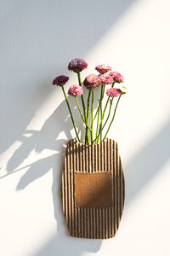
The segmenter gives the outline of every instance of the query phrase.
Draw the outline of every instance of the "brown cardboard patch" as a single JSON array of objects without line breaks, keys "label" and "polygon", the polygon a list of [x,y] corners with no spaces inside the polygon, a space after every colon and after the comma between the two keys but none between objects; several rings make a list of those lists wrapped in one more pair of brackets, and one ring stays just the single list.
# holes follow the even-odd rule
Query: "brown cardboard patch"
[{"label": "brown cardboard patch", "polygon": [[112,207],[112,177],[110,172],[75,175],[76,207]]}]

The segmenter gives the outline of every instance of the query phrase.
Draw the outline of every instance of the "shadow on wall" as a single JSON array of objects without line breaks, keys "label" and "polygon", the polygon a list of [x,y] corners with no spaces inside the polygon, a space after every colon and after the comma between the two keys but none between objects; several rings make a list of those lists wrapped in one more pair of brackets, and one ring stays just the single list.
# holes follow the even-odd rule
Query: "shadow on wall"
[{"label": "shadow on wall", "polygon": [[[51,78],[65,73],[65,69],[60,68],[64,66],[62,64],[65,65],[74,57],[87,55],[133,2],[87,0],[82,6],[82,2],[78,0],[16,1],[11,9],[7,8],[8,13],[5,19],[1,20],[3,40],[0,49],[3,49],[2,70],[4,70],[0,78],[4,84],[1,103],[2,109],[5,109],[1,118],[1,134],[3,135],[1,153],[15,141],[22,143],[8,162],[7,175],[20,172],[22,168],[18,166],[32,150],[41,153],[49,148],[57,152],[24,166],[28,170],[16,188],[25,189],[53,169],[52,191],[57,234],[36,255],[60,253],[60,256],[66,256],[74,252],[75,256],[79,256],[83,251],[97,252],[101,246],[101,241],[77,241],[66,235],[60,197],[60,160],[63,158],[65,141],[57,139],[63,129],[66,137],[71,137],[71,124],[65,102],[62,102],[46,120],[41,131],[26,129],[36,111],[53,92],[48,86]],[[8,73],[12,74],[12,81],[6,79]],[[48,78],[47,73],[50,73],[51,77]],[[31,137],[25,137],[25,134]],[[137,190],[133,192],[137,193]]]}]

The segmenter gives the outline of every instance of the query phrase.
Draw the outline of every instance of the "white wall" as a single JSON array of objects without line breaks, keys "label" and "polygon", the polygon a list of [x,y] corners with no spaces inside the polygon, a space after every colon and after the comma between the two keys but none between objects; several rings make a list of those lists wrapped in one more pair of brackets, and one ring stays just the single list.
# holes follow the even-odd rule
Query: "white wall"
[{"label": "white wall", "polygon": [[[1,255],[170,255],[169,7],[168,0],[0,2]],[[61,212],[64,145],[74,131],[51,81],[77,56],[89,73],[111,65],[129,90],[109,135],[119,143],[126,203],[107,241],[70,237]]]}]

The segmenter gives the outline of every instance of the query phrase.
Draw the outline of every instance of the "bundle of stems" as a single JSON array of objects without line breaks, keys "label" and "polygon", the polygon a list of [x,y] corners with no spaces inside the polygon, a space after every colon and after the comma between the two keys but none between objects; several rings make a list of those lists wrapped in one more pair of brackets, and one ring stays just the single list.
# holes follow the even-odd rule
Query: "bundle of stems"
[{"label": "bundle of stems", "polygon": [[[76,62],[77,62],[78,61],[77,60],[79,61],[81,60],[83,64],[86,63],[82,59],[74,59],[70,63],[72,62],[73,64],[75,64],[75,61],[76,61]],[[88,64],[87,64],[87,66],[88,66]],[[105,65],[99,65],[98,67],[99,67],[99,68],[101,69],[101,66],[102,66],[102,68],[104,68],[103,67]],[[96,69],[98,67],[96,67]],[[109,70],[110,67],[105,66],[105,67]],[[69,68],[69,66],[68,66],[68,68]],[[62,87],[62,90],[63,90],[63,93],[64,93],[64,96],[65,98],[65,102],[66,102],[66,104],[67,104],[67,107],[69,109],[69,113],[71,114],[71,119],[72,125],[73,125],[78,142],[85,143],[85,144],[97,144],[99,143],[101,143],[105,139],[111,127],[111,125],[115,119],[115,116],[116,116],[118,104],[120,102],[120,99],[121,99],[122,96],[126,93],[126,90],[123,90],[121,89],[114,88],[116,83],[120,83],[121,79],[122,79],[122,82],[123,81],[123,78],[120,73],[116,73],[116,72],[115,73],[113,72],[112,74],[110,74],[110,75],[116,75],[115,73],[116,73],[116,75],[118,74],[118,79],[116,78],[117,80],[116,79],[112,79],[111,88],[110,88],[109,90],[106,90],[107,99],[105,102],[104,102],[104,97],[105,97],[105,94],[106,84],[108,84],[108,83],[106,83],[106,82],[105,83],[105,81],[102,81],[100,83],[100,84],[99,84],[100,96],[99,96],[99,99],[98,99],[97,108],[96,108],[96,109],[94,109],[94,101],[95,101],[94,90],[95,90],[95,87],[94,86],[94,87],[93,86],[91,86],[91,87],[86,86],[87,89],[88,89],[88,98],[87,98],[87,102],[86,102],[86,101],[84,100],[83,94],[82,94],[83,88],[82,88],[82,79],[81,79],[81,73],[80,73],[81,70],[77,70],[77,69],[74,70],[72,66],[70,66],[70,70],[72,70],[76,73],[78,84],[79,84],[79,85],[73,85],[73,86],[70,87],[68,94],[71,96],[74,96],[76,104],[77,106],[77,109],[80,113],[80,117],[84,125],[83,125],[83,127],[85,129],[84,138],[82,139],[82,142],[81,142],[78,131],[77,131],[76,125],[75,124],[74,117],[73,117],[71,108],[69,104],[67,95],[66,95],[66,93],[65,91],[65,88],[63,86],[68,81],[69,78],[65,77],[65,76],[57,77],[54,80],[53,84],[56,84],[56,85],[60,85]],[[91,76],[93,76],[93,75],[91,75]],[[97,77],[97,75],[94,75],[94,76]],[[99,74],[99,75],[98,75],[98,77],[100,79],[101,75]],[[118,79],[120,79],[119,82],[118,82]],[[84,82],[83,82],[83,84],[85,85]],[[124,87],[124,89],[126,89],[125,86],[122,86],[122,87]],[[79,96],[81,96],[81,102],[82,102],[81,106],[80,106],[80,103],[78,101]],[[114,98],[116,98],[116,100],[114,100]],[[116,101],[114,105],[113,105],[113,101],[114,102]],[[113,108],[113,106],[115,106],[115,108]]]}]

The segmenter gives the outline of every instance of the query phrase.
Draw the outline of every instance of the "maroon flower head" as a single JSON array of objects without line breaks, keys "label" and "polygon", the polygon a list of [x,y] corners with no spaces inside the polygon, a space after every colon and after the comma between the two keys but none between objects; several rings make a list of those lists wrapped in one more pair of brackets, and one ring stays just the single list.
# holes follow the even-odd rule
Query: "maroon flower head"
[{"label": "maroon flower head", "polygon": [[76,72],[76,73],[79,73],[81,71],[82,71],[84,68],[88,67],[88,63],[80,58],[76,58],[72,61],[71,61],[71,62],[69,62],[68,65],[68,70]]},{"label": "maroon flower head", "polygon": [[68,82],[68,80],[69,80],[69,77],[64,75],[58,76],[53,80],[53,84],[63,86],[66,84],[66,82]]}]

*Your instructions*.
Show each line of the entries above that contains the string "head". Case counts, so a match must have the same capitalization.

*Reply to the exercise*.
Draw the outline of every instance of the "maroon flower head" as a single JSON array of objects without line breaks, keys "label" and "polygon", the polygon a list of [x,y] corners with no spaces inside the polygon, a space after every colon and after the comma between the two keys but none between objects; several rings make a list of those lists wrapped in one more pair of brackets, and one ring stays just the single list.
Query: "maroon flower head"
[{"label": "maroon flower head", "polygon": [[76,72],[76,73],[79,73],[81,71],[82,71],[84,68],[88,67],[88,63],[80,58],[76,58],[72,61],[71,61],[71,62],[69,62],[68,65],[68,70]]},{"label": "maroon flower head", "polygon": [[68,82],[68,80],[69,80],[69,77],[64,75],[58,76],[53,80],[53,84],[63,86],[66,84],[66,82]]}]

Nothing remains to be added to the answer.